**Coordinate annotation records**.
_ _ _ _ _ _ _
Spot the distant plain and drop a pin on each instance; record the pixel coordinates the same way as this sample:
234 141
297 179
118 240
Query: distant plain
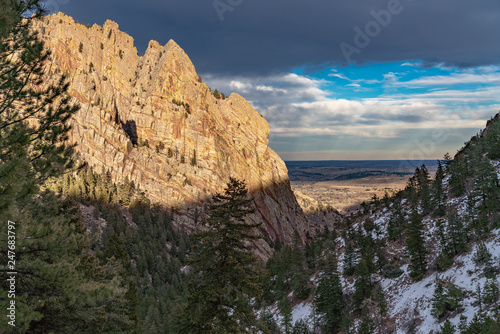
_ _ _ _ _ _ _
**Task goal**.
Output every line of the material above word for word, leaving out the pictures.

**Reply**.
Spot the distant plain and drop a pin on each instance; record the pixel coordinates the same way as this sample:
234 141
297 179
118 240
Query: distant plain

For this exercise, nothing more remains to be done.